The first 7 games of the Toronto Raptors’ 2019-2020 season felt like cruising down a two-lane country road. As always, the team was off to a hot start, and in a season of little pressure and few expectations, everything was running smoothly. Pascal Siakam was in the midst of making his leap that fans North of the border had prayed for. OG Anunoby was shattering expectations, becoming one of the best defensive players in the league. The rookies; Matt Thomas and Terence Davis Jr., have quietly been making a difference. Best of all, the growth has been consistent, and it’s been translating to wins.
Like every fairy-tale movie though, there has to be some conflict along the way.
The only concern of this roster was its depth. Nurse was running his guys on a playoffs-tight rotation, shallowly using his bench, and feeding his top guys more minutes than what was sustainable. 7 months down the line, that fatigue could not have served well in the playoffs. Kyle Lowry’s 34-year-old legs were labouring up and down the court for 39 minutes a night, while Pascal Siakam, OG Anunoby, and Fred VanVleet have all been accountable for playing upwards of 34 minutes each game. With Patrick McCaw already out indefinitely, and Nick Nurse’s rather anonymous distaste for Rondae Hollis-Jefferson and Stanley Johnson, the box score was only 8 rows long on most nights. So there was the issue: it was a good team that could roll through opponents who had losing records, but one injury to any of the top 7 guys would be detrimental, and throughout the course of an 82 game season, you’re bound to get some bumps and bruises.

_Point-per-instance localization data_:
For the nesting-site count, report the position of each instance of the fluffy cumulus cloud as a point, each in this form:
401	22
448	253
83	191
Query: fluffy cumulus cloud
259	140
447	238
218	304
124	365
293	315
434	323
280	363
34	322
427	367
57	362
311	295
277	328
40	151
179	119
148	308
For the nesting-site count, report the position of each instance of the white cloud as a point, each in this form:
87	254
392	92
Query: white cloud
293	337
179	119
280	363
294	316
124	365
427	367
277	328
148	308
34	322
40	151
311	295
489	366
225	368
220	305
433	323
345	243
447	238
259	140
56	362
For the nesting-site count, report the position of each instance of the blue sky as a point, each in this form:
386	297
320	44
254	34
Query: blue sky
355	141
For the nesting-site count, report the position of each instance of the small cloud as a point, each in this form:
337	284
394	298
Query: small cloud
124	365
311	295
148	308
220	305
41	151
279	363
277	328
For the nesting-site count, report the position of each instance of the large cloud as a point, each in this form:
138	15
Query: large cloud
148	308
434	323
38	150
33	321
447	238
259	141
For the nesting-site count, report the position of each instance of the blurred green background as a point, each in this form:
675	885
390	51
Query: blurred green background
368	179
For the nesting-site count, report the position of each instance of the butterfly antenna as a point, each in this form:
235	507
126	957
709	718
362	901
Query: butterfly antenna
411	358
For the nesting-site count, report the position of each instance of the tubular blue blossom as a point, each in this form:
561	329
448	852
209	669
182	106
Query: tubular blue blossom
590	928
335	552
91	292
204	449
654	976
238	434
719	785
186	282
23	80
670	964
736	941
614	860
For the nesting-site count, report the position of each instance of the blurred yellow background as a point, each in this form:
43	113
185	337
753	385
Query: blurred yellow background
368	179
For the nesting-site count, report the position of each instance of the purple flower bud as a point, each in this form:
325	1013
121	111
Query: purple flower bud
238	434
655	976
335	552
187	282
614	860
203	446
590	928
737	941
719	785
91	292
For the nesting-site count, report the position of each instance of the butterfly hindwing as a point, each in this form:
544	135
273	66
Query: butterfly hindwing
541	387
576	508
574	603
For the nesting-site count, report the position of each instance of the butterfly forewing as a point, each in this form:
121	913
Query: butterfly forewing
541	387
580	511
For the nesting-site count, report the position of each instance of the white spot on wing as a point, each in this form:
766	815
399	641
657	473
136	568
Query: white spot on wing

_EXERCISE REQUIREMENTS_:
(1) According to the text on the Raptors' 2019-2020 season, why was the roster's depth a concern?
(2) Carry on the text about the Raptors' 2019-2020 season, beginning after its last sentence.

_ANSWERS FOR THE EXERCISE_:
(1) Nick Nurse was running a playoffs-tight rotation, barely using his bench and giving his top players more minutes than was sustainable, and that fatigue could not have served the team well in the playoffs seven months later. With Patrick McCaw out indefinitely and Nurse's distaste for Rondae Hollis-Jefferson and Stanley Johnson, the box score was only 8 rows long on most nights, so one injury to any of the top 7 players would be detrimental over an 82-game season.

(2)
Friday night’s game was when disaster finally struck for Raptors fans. What’s worse than an injury to one core player? Injuries to two core players.
Kyle Lowry fractured his right thumb in the first quarter, and characteristically, played through it until halftime. According to The Athletic’s Eric Koreen, this injury is unrelated to the thumb surgery that he received in the summer. Serge Ibaka soonafter came down awkwardly on his right ankle as he soared to try and swat away Brandon Ingram’s layup attempt, with 45 seconds remaining in the first half.
In a statement issued by the team on Saturday morning, Serge Ibaka will be held out indefinitely and will undergo further testing, while Kyle Lowry will be re-evaluated in 2 weeks, putting the earliest possibility of his return 7 games from now against the Atlanta Hawks on November 23rd.
Now, its up to Nick Nurse to decide if this turn of events is a case of Murphy’s Law, or if it’s something of serendipity.
Pascal Siakam only got a chance to show his worth in the league after Jared Sullinger got injured. OG Anunoby only realized an opportunity to play big minutes after Norman Powell got injured. Fred VanVleet only found his moment to shine after Cory Joseph got injured.
Rather than looking at Lowry’s and Ibaka’s injuries as inconveniences to the team as a whole, re-frame the situation. Since the end of the summer, we’ve had championship hopes and aspirations, but knew that we were still a piece away from being legit contenders, surrounded by the behemoths around the league. Rather, this was meant to be a season of growth for the young players. There’s no better opportunity to grow than when you’re given full reigns of running a team, and don’t have to worry as much about fighting for your minutes.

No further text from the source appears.